Supplied material >>
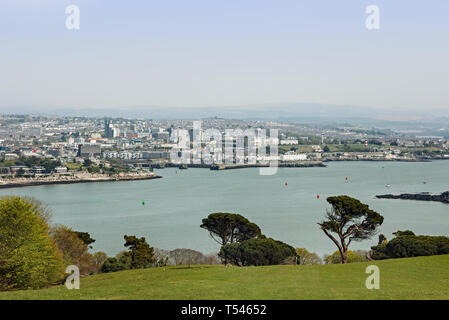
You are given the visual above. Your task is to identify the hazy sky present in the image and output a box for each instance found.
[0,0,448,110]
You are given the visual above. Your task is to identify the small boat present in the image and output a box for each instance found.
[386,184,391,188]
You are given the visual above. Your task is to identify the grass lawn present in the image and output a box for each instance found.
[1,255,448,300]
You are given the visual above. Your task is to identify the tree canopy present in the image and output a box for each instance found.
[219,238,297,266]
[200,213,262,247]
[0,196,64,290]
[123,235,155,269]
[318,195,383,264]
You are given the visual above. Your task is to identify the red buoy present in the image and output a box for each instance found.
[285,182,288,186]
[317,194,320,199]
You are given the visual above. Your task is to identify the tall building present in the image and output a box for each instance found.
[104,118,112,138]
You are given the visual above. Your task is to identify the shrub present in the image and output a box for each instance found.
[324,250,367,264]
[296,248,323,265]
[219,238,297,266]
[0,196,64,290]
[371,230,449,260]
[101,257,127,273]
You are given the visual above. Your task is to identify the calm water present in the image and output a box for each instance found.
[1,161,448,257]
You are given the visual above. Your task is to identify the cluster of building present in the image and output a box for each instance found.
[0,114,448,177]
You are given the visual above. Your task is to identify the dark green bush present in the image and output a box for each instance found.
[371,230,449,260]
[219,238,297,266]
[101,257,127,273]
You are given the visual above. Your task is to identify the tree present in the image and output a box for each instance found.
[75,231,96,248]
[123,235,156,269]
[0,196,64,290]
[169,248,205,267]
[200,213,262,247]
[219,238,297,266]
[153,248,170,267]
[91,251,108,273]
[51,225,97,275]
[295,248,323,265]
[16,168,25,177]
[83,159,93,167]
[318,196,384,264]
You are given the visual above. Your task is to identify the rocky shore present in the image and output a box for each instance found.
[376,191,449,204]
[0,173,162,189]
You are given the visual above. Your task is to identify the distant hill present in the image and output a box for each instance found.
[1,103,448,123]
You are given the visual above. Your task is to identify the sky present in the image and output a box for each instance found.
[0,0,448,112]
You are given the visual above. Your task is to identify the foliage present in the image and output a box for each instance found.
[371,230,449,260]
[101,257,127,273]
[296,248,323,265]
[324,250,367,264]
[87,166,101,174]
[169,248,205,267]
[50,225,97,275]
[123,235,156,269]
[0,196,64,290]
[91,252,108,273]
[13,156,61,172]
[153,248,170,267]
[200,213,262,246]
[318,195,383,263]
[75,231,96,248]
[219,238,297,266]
---
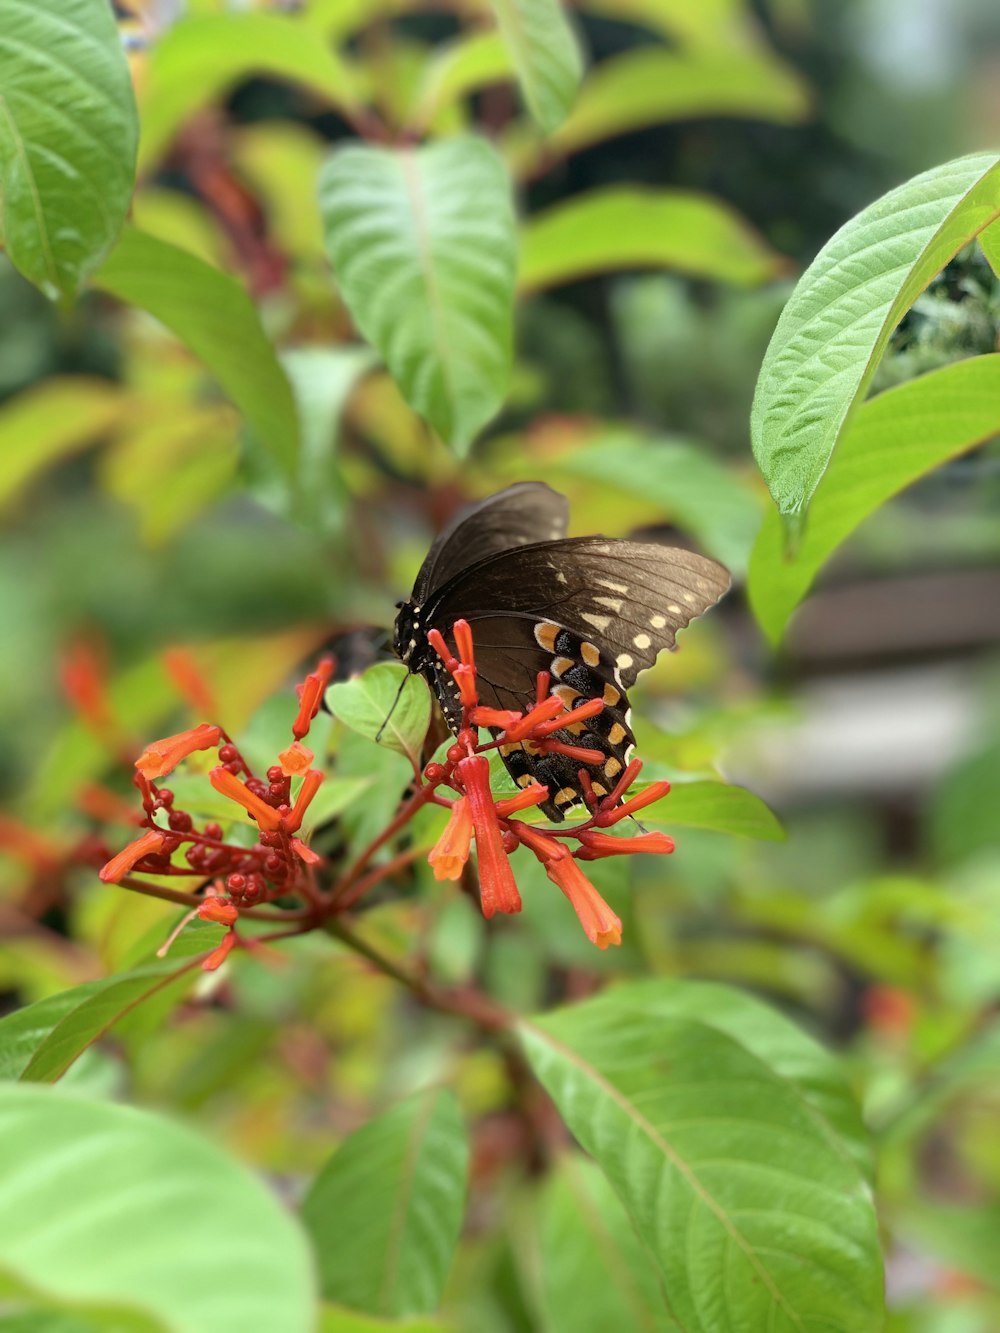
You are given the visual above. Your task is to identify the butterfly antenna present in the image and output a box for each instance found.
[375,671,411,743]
...
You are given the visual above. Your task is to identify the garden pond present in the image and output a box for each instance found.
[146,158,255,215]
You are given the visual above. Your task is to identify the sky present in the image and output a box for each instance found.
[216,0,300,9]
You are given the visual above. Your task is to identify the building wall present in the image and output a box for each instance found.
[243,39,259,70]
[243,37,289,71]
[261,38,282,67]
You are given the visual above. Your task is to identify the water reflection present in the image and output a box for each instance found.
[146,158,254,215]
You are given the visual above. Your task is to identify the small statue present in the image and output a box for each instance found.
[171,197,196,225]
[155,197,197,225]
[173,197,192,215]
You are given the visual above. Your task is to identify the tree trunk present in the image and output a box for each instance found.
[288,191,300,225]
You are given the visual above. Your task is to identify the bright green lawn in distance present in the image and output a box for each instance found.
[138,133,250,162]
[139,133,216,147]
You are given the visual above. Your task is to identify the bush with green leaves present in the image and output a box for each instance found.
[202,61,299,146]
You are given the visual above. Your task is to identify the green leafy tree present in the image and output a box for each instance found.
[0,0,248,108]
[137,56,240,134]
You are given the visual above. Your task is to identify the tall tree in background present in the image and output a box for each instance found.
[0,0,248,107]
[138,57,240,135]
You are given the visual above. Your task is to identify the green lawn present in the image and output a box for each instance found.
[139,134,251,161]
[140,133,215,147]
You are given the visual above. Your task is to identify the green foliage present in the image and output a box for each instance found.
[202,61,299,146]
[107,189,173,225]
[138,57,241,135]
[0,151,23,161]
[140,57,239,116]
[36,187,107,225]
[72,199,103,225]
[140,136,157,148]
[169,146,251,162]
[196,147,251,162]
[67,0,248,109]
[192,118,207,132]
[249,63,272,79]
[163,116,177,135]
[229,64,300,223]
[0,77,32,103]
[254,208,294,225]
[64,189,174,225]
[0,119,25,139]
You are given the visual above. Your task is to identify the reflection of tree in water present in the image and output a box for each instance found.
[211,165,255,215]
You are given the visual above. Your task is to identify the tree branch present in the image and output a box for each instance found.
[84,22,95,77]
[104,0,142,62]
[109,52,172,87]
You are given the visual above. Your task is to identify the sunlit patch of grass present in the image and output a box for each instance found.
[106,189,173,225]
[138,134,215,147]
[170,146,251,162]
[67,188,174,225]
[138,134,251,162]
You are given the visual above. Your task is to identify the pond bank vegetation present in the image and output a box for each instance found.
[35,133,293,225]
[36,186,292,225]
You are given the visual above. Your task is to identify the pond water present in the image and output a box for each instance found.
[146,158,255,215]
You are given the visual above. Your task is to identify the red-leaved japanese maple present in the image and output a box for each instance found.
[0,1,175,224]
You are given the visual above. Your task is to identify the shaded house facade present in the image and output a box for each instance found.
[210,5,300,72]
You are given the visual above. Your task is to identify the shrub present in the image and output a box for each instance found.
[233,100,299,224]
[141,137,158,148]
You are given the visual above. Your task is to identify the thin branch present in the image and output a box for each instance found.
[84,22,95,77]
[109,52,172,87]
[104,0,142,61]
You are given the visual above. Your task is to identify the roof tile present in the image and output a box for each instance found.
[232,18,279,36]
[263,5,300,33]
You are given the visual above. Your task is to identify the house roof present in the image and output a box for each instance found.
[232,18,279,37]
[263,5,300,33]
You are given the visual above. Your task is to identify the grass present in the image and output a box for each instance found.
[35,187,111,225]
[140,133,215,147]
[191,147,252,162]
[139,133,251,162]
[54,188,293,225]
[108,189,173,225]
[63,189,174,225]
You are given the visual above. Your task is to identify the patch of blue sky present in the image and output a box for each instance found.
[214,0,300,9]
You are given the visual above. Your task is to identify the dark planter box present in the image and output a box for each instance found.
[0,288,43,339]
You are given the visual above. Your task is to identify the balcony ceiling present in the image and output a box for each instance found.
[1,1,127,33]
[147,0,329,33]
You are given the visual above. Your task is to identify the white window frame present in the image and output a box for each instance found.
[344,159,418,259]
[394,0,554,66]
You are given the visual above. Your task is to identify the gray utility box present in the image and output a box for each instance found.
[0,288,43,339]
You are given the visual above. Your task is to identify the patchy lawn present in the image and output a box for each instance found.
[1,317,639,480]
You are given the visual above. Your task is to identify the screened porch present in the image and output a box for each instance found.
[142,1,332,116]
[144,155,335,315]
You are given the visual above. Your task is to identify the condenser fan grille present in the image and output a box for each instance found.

What you have to do >> From the listing above, repeat exactly the lines starting at the line that includes "identify the gray" and ending at the line that includes "identify the condenser", with nothing outside that span.

Result of this task >>
You are given the visual above. Your task is to identify the gray utility box present in the image and output a box for each instance found.
[0,288,43,339]
You are given the visual above. Your task is to identify the patchy lawn present in the image and output a box for each instance found.
[1,317,639,480]
You are given the visual above. Your task is to identify the screened porch present in the image and output a box for each instance found.
[142,1,332,116]
[144,155,335,315]
You are given the visual above. Your task is to identify the condenser fan grille present in the image and output a box for each instance found.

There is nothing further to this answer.